• **DATASET ENTRIES**:
--------------------

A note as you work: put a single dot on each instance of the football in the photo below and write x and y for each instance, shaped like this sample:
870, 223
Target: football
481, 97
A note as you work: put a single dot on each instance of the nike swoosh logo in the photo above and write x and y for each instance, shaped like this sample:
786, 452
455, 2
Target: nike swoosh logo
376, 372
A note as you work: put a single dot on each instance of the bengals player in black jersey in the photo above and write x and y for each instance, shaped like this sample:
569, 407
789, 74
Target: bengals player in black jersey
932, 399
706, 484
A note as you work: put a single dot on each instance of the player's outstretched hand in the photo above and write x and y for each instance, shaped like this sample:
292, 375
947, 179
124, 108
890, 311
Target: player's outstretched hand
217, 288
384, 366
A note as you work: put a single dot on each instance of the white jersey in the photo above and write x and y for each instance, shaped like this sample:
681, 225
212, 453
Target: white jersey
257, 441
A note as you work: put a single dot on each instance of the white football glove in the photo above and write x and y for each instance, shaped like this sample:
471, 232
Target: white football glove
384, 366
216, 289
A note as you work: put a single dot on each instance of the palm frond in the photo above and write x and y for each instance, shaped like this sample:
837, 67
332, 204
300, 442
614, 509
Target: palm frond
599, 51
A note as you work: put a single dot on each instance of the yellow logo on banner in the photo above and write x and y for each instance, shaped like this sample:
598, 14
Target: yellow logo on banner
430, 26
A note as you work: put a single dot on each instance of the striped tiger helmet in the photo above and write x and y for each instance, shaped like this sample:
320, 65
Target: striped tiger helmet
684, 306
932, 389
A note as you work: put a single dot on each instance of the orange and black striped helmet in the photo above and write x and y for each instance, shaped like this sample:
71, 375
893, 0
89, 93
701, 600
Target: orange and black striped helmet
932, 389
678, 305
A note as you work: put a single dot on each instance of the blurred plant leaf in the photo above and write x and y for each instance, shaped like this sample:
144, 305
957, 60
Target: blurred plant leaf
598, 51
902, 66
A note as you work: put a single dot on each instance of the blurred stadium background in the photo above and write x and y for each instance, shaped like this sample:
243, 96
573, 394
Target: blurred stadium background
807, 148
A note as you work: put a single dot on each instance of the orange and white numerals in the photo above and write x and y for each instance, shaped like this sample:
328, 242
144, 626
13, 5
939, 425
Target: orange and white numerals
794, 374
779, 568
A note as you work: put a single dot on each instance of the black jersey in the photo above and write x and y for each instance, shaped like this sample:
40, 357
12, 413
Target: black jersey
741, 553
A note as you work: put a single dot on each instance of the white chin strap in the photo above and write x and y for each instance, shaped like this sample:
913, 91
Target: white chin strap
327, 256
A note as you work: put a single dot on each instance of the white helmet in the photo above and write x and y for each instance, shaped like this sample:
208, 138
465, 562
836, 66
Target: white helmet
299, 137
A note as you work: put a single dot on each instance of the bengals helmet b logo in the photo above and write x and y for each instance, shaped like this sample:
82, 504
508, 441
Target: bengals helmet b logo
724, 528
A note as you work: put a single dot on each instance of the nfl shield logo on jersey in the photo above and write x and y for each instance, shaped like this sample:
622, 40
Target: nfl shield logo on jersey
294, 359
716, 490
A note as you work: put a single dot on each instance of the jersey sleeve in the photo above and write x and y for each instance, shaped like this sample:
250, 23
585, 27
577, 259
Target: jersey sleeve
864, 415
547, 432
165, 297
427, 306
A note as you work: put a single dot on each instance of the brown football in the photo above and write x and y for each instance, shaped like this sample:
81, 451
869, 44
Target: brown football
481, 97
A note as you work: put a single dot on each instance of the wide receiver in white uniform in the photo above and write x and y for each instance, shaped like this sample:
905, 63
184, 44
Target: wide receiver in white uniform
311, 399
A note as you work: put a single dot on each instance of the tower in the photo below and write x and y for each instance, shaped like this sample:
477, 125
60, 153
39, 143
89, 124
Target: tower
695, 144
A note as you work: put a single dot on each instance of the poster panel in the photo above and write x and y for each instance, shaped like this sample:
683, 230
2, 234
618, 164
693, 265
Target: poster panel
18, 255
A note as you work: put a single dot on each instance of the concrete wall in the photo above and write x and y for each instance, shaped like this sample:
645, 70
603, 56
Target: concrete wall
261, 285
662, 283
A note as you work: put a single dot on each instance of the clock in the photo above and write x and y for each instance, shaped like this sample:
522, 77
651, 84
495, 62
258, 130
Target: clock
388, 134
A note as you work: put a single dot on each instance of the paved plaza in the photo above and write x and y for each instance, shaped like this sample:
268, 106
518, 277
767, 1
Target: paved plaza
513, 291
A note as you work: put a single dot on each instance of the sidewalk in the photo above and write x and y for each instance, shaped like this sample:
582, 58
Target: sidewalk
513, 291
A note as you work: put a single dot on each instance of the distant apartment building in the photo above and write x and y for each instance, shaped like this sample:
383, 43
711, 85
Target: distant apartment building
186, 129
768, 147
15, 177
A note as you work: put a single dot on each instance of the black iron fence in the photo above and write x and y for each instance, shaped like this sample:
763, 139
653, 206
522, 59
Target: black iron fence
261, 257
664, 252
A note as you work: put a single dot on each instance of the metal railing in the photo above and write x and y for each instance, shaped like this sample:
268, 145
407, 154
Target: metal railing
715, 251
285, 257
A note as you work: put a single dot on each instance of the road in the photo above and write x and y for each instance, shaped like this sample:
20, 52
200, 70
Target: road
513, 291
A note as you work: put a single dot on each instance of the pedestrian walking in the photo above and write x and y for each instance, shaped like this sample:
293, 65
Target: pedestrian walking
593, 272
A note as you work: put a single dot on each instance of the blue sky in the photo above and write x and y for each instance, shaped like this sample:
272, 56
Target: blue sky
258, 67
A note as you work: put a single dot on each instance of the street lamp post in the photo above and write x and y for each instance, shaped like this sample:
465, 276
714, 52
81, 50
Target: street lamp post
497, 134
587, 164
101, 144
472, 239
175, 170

--------------------

Every line above should be retyped exactly as given.

• **EXPECTED ANSWER**:
A note as you work: put a single dot on each instance of the football in the photo below and write x and y for each instance, shaped like this sample:
870, 223
Target: football
481, 97
A note as you work: put a single dot on each instance of the nike swoosh logo in the photo above and write x and y for each instance, shaped like this sample:
786, 452
455, 2
Target: nike swoosh logo
376, 372
A note as you work: put a single dot on each instance of the bengals player in black jersey in the photo above and write x and y for each instance, shaped like this sample:
569, 407
789, 74
Target: bengals player in black jersey
932, 399
706, 484
A note as you work: put a single dot on each instance of the player's outstretched hand in the photo above and write x and y for each instance, shaped like this sample:
292, 375
947, 179
124, 108
890, 311
Target: player's outstretched hand
217, 288
384, 366
A note as you work: put a single dot on each instance of the white jersey in the photo above and write x and y for each instance, shaped like this sample:
681, 225
212, 453
Target: white jersey
257, 441
A note as you work: put a single dot on each instance of the white football glove in the photo above and write x and y for each instance, shaped like this sample:
471, 232
Target: white football glove
384, 366
216, 289
A note as you work: put a single dot on each instance of the palm frond in the photo above and write x and y for each instance, shaped like this sample:
837, 67
332, 204
300, 442
614, 509
Target: palm frond
599, 51
A note as you work: put a single dot on each instance of the yellow logo on banner in the photo above and write x and y for each instance, shaped like this sample:
598, 14
Target: yellow logo on banner
430, 26
A note as you work: put a single dot on each instance of the striped tiger helmet in the photo above and write x and y for each instance, shaped like this sample:
320, 65
Target: striped tiger helmet
684, 306
932, 389
A note as you work: put a single dot on each instance of the orange and black striped helmet in the photo above and write x and y for each instance, shaped like this sample:
71, 375
893, 0
89, 93
701, 600
Target: orange and black striped helmet
932, 389
678, 305
A note as you work: put a single dot on each instance of the blurred plant leaf in the photo above and write x and y for each instance, shaped like this sample:
144, 305
957, 60
Target: blurred plant leaf
598, 51
902, 66
A note as you work: put a single dot on each instance of the blurred stadium background in the photo above and write x and y for each instance, shaped like this sample:
243, 96
573, 394
Target: blurred stadium background
807, 148
A note as you work: put a single dot on each instance of the orange and white numerals in the photo above and write x and y for each instance, shaped like this sample:
328, 242
144, 626
13, 5
939, 425
Target: orange and white numerals
794, 374
779, 568
A note as you work: put a single dot on each instance of the black jersey in the photo above and write x and y for each instance, shaped like this sample:
40, 357
12, 413
Target: black jersey
741, 553
A note as you work: put a single dot on each instance of the white chin strap in the photo above and write x and y for each instance, shaped like this sample:
913, 91
Target: white chin strap
327, 256
A note as you work: put a single dot on each instance of the white helmet in the photo above and write x and y for each instance, shaped like this sample:
208, 138
465, 562
836, 66
Target: white helmet
299, 137
A note as you work: put a single dot on each instance of the bengals helmet b logo in the photo above and write x and y for each instance, shaped like this sample:
82, 504
508, 441
Target: bengals helmet b logo
724, 528
A note as you work: put a single dot on each instance of the nfl shield logo on jersey in the photo above and write x and y for each instance, shaped like this sample:
622, 40
Target: nfl shield logo on jersey
294, 359
716, 490
A note as you work: put a single dot on each instance of the jersey sleeve in the photo above and write x and y for each instance, shaped like this sample:
250, 23
585, 27
577, 259
Target: jersey sleeve
864, 415
547, 432
165, 297
427, 306
A note as you work: put a single dot on each instance of the brown football in the photo above and write x and y for each instance, shaped like this sample:
81, 451
869, 44
Target: brown football
481, 97
A note as you work: put a single dot on each instance of the wide receiver in white uniform in the photo above and write x and y for each instance, shaped like this sample:
905, 63
184, 44
Target: wide receiver in white uniform
311, 399
A note as you work: put a single dot on each instance of the tower in the photo below and write x and y for each instance, shaped like this sample:
477, 125
60, 153
39, 143
89, 124
Target: tower
695, 144
A note as you work: put a single dot on each instance of the poster panel in the photo above and write x and y for each instance, shaped like this sample:
683, 230
2, 234
618, 164
693, 265
Target: poster panel
18, 255
A note as you work: put a single dot on each instance of the concrete wall in the photo above and write x and y for each instance, shaped like this sample:
645, 70
603, 56
Target: concrete wall
261, 285
662, 283
A note as you work: put a single dot on each instance of the clock in the photo above and write x and y for each instance, shaped like this sample:
522, 77
651, 84
495, 62
258, 130
Target: clock
388, 134
A note as you work: put a single dot on each instance of the paved plaza in the photo above and write x and y for each instance, shaped like this sample:
268, 106
518, 277
767, 1
Target: paved plaza
513, 291
A note as you work: put a single dot on each instance of the sidewalk in the photo above and write x and y for each instance, shaped like this sample:
582, 58
Target: sidewalk
513, 291
A note as you work: put a single dot on each instance of the distant apartment building in the photo above and write x and y for each instance, shaped like this sample:
383, 43
711, 85
Target: distant apartment building
186, 129
768, 147
15, 177
A note as you work: put a single dot on each instance of the black iron fence in the photo above and write x and y for each instance, shaped like this sample:
763, 139
653, 206
522, 59
Target: black iron fence
261, 257
664, 252
A note as you work: put a single dot on each instance of the metal railing in the photo above and write x and y for each instance, shaped like this sample:
268, 145
407, 154
Target: metal railing
715, 251
285, 257
A note as you work: put a single dot on each instance of the road in the photo above and write x and y for each instance, shaped like this sample:
20, 52
200, 70
Target: road
513, 291
A note as you work: put a single dot on each instance of the pedestrian walking in the photo above and write x and y for each instance, shaped like this sample:
293, 65
Target: pedestrian walking
593, 272
A note as you work: put a single dot on each instance of the blue sky in the photo above and write x and y for each instance, shaped like this sample:
272, 56
Target: blue sky
258, 67
A note as you work: put a single dot on each instance of the street lamp post in the photo above and write x and y for each instance, shaped like this sample:
465, 276
714, 52
81, 50
Target: street lamp post
497, 134
587, 164
101, 144
472, 239
175, 170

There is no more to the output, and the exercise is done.